**Natural language region descriptions**
┄┄┄┄┄┄┄┄┄┄┄┄┄┄┄┄┄┄┄┄

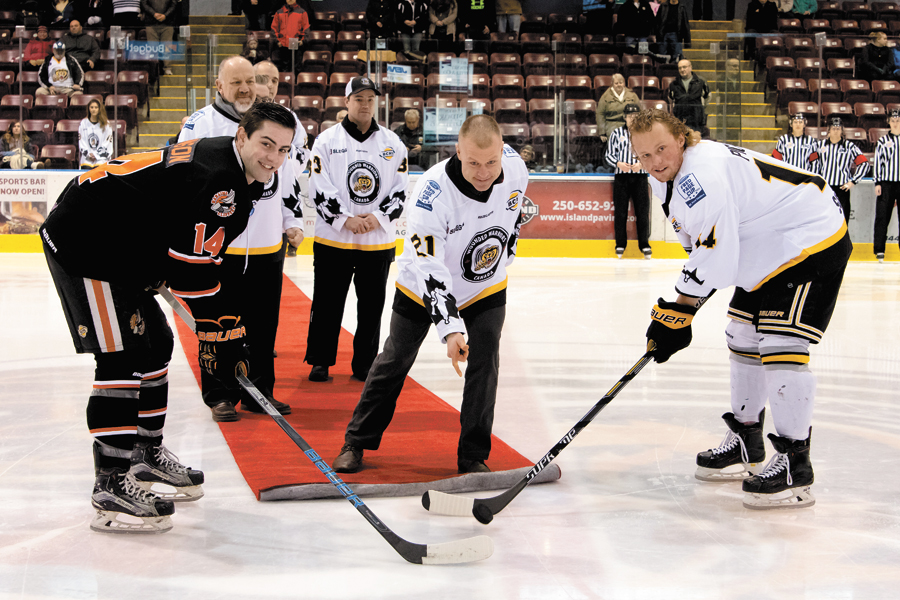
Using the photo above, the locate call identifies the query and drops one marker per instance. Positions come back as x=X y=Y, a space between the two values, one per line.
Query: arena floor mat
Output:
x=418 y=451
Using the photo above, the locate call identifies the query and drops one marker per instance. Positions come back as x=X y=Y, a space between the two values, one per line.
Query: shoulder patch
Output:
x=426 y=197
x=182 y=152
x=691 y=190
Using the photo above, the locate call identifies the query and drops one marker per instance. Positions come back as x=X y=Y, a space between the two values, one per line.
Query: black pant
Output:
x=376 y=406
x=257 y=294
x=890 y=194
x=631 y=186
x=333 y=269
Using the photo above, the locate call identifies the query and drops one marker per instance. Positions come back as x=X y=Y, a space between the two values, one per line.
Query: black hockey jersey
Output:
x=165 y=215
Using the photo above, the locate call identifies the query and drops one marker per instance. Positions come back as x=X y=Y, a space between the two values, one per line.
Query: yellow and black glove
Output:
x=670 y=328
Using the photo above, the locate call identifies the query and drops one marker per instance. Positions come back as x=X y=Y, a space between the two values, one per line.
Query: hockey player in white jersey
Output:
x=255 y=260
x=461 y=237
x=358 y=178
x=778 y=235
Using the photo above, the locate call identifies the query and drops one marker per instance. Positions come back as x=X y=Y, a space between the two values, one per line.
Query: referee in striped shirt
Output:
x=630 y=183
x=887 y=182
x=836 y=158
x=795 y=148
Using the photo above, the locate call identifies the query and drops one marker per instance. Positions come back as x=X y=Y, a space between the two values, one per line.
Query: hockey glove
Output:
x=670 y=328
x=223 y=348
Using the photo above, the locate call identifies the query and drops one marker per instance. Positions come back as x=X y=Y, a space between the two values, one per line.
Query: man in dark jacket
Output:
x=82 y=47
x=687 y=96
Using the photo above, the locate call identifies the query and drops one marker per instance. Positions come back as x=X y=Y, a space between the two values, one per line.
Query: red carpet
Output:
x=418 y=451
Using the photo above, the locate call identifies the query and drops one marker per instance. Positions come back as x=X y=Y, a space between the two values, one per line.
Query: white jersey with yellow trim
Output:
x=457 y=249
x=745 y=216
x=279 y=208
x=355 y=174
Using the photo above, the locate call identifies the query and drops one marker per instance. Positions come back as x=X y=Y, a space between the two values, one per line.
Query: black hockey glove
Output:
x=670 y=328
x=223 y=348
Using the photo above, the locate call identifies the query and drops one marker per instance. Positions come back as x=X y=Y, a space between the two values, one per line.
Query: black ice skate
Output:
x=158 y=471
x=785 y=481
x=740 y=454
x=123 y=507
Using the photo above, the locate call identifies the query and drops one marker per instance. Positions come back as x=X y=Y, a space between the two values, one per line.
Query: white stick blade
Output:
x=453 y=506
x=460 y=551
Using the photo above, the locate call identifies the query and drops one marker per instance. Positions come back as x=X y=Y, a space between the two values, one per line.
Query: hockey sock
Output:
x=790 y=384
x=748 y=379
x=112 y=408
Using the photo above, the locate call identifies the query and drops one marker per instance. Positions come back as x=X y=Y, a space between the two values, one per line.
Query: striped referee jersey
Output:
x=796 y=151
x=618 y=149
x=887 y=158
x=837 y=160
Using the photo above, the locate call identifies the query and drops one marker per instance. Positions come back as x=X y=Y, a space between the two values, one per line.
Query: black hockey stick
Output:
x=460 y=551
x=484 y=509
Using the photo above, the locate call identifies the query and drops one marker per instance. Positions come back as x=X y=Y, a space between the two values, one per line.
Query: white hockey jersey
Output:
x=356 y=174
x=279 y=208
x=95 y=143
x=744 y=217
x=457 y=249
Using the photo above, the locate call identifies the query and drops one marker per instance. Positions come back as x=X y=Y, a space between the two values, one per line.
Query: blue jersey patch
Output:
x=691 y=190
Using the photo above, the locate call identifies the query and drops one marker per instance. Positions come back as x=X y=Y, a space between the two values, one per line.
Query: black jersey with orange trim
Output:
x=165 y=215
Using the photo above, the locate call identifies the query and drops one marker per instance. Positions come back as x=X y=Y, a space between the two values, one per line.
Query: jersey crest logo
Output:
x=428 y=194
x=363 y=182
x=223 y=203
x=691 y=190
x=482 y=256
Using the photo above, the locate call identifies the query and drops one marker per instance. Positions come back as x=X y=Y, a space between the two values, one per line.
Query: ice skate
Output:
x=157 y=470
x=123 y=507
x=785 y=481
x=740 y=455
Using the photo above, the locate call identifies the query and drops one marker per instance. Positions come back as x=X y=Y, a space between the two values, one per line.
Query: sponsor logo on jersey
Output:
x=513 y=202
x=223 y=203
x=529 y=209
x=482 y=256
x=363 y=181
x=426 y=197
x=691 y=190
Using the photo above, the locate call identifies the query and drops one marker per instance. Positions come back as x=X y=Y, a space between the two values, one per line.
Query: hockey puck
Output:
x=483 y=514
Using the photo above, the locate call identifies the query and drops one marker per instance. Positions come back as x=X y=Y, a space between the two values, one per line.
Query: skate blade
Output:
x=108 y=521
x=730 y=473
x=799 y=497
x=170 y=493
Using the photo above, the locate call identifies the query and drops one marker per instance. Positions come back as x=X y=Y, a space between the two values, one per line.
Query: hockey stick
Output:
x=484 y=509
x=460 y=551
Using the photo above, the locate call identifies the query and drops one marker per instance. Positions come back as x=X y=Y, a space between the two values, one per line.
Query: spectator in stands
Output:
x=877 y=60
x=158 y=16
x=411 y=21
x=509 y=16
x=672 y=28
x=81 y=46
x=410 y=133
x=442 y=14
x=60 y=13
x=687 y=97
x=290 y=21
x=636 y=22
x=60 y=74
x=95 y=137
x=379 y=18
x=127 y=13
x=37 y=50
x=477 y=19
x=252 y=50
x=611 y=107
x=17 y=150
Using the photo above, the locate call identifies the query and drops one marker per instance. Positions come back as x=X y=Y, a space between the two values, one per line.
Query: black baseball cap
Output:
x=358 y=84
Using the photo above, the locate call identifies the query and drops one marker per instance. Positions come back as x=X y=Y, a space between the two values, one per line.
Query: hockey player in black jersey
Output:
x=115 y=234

┄┄┄┄┄┄┄┄┄┄┄┄┄┄┄┄┄┄┄┄

**Exercise instructions**
For this exercise, transcribe the data exactly but without its pictures.

**Result of the exercise**
Using the photo above, the locate call identifies the query and drops one marker per instance. Positions come back as x=X y=Y, a space between the two values, one per line.
Query: arena floor mat
Output:
x=418 y=451
Using the photo above, the locate call identifies the query and drops one marker per instance. Positions come back as x=X y=Y, a space between the two values, one per line.
Query: shoulder patch
Output:
x=426 y=197
x=182 y=152
x=691 y=190
Using the photo above, the locate call identifies the query and drops one marker per instance. Positions come back as x=X y=Y, a space between the two values, one per line.
Query: black pant
Output:
x=376 y=406
x=257 y=294
x=890 y=194
x=631 y=186
x=333 y=269
Using the photo above, the locate call identifies the query and drops one marker per instance. Positions come back as x=X y=Y, a space between the two values, one per line.
Query: black hockey jersey
Output:
x=165 y=215
Using the photo above, the locate call identifies the query and drops one marker per instance. Positions come back as x=X y=Y, a space between the two values, one per line.
Query: yellow and black glove
Output:
x=670 y=328
Using the photo above, the locate call identifies the query and drops one marker per instance. Positions come back as x=X y=Y, a space between the two values, one per line.
Query: hockey player in white jersey
Output:
x=255 y=260
x=461 y=237
x=358 y=178
x=778 y=235
Using the photo above, the locate call identifies the query and drops one marker per instance. Positions come back as x=X y=Y, a space between the two values, one per line.
Query: referee in striped shirt
Output:
x=630 y=183
x=887 y=182
x=836 y=158
x=795 y=148
Using the photo above, the locate call identifies the query and drops one marker per instance. Positions come back as x=X y=Y, a space between the two values, one per line.
Query: hockey glove
Output:
x=670 y=328
x=223 y=348
Using the photo above, the locate call identifies the query and drops one marker per instance. Positions come back as x=X y=Y, a space between the two values, one per line.
Query: man in dark jacket
Output:
x=82 y=47
x=687 y=96
Using the photo above, the locate call identifies the query and drops one marker per instance. Positions come back as x=X y=Y, a space between the two values, one per line.
Query: red carpet
Output:
x=418 y=451
Using the photo above, the locate call identifies the query and drops one marker per instance. Positions come back as x=X y=Y, a space between the two values, one per line.
Query: white jersey with yellow trim
Output:
x=457 y=249
x=745 y=216
x=279 y=208
x=355 y=174
Using the photo above, the locate call identifies the query and drops one marker per instance. Positions come back as x=X y=Y, a space between the two values, one per line.
Query: black hockey glove
Output:
x=670 y=328
x=223 y=348
Using the photo above, the locate call identifies the query and drops one marker per instance. Positions come back as x=X y=Y, a space between the two values, one per line.
Query: black ice skate
Output:
x=158 y=471
x=785 y=481
x=740 y=454
x=123 y=507
Using the photo above, the locate call identifies the query and drops one marker per instance. Positions come back as x=X y=Y, a space between the two values, one per line.
Query: white stick blade
Output:
x=453 y=506
x=460 y=551
Using the photo above, the locate call identifies the query and drops one marker per instance. Positions come back as x=X y=Y, a space between the two values, one per line.
Query: hockey sock
Output:
x=790 y=384
x=748 y=379
x=112 y=408
Using the photo above, the locate call identifies the query and drops one marker per instance. Positions come back as x=X y=Y, a space between the two values, one per line.
Query: striped referee jersey
Output:
x=796 y=151
x=618 y=149
x=887 y=158
x=837 y=160
Using the photo above, the locate call identifies the query and drops one marker per instance. Positions come back as x=X y=Y, a space between the two values, one per line.
Query: black hockey stick
Output:
x=460 y=551
x=484 y=509
Using the photo above, the locate call identifies the query and drops one marker per instance. Positions come back as x=X y=Y, a space between the two values, one per line.
Query: white hockey jersey
Output:
x=356 y=174
x=279 y=208
x=95 y=143
x=744 y=217
x=457 y=249
Using the photo above, the locate call identifies the query and drops one marker per instance. Positions come back as x=X y=Y, a space between the two values, one per line.
Query: blue jersey patch
Output:
x=691 y=190
Using the photo above, the locate call identifies the query and drops one marker per instance. Positions come back as x=X y=Y, a space between the two values, one per line.
Query: black jersey with orange trim
Output:
x=165 y=215
Using the photo above, the locate call identifies the query and drops one marker per instance. Positions come back as x=X y=Y, a space between the two values, one per line.
Query: jersey crest logo
Output:
x=428 y=194
x=363 y=182
x=223 y=203
x=691 y=190
x=482 y=256
Using the photo above, the locate call identifies the query and drops one marker per instance. Positions come back as x=X y=Y, a space between the two values, one per line.
Query: ice skate
Output:
x=157 y=470
x=123 y=507
x=785 y=481
x=740 y=455
Using the photo above, the locate call identifies the query and drops one marker per instance. Positions come back as x=X y=Y, a space between the two values, one per line.
Query: sponsor logo on jersey
Output:
x=513 y=202
x=223 y=203
x=529 y=209
x=482 y=256
x=363 y=181
x=426 y=197
x=691 y=190
Using the photo above, the locate call identifies the query and drops one marker per instance. Positions come back as x=X y=Y, a space between the two values, one per line.
Query: hockey puck
Output:
x=483 y=514
Using the photo above, the locate call identifies the query and drops one marker per instance. Positions come back as x=X y=Y, a space between the two values, one per line.
Query: skate blade
Output:
x=108 y=521
x=730 y=473
x=799 y=497
x=170 y=493
Using the photo above, the locate call identifies the query and drops one marker per instance. Positions come back as x=X y=Y, a space between the two values, one per line.
Query: hockey stick
Output:
x=484 y=509
x=460 y=551
Using the photo above, the locate call identifies the query and drops one marker per instance. Positions come back as x=X y=Y, a space between the two values, one per line.
Query: spectator in stands
Output:
x=877 y=60
x=158 y=16
x=411 y=21
x=509 y=16
x=672 y=28
x=81 y=46
x=410 y=133
x=442 y=14
x=60 y=13
x=687 y=97
x=290 y=21
x=636 y=22
x=60 y=74
x=95 y=137
x=379 y=18
x=127 y=13
x=37 y=50
x=477 y=19
x=252 y=50
x=611 y=107
x=17 y=150
Using the photo above, the locate call identifies the query and drops one marker per instance. Positions come back as x=X y=Y, a space between the two values, one per line.
Query: black baseball cap
Output:
x=358 y=84
Using the photo above, the locate call identifies the query and drops one marker per instance. Positions come back as x=X y=Y, a space between the two values, one per line.
Query: hockey player in black jersey
Output:
x=115 y=234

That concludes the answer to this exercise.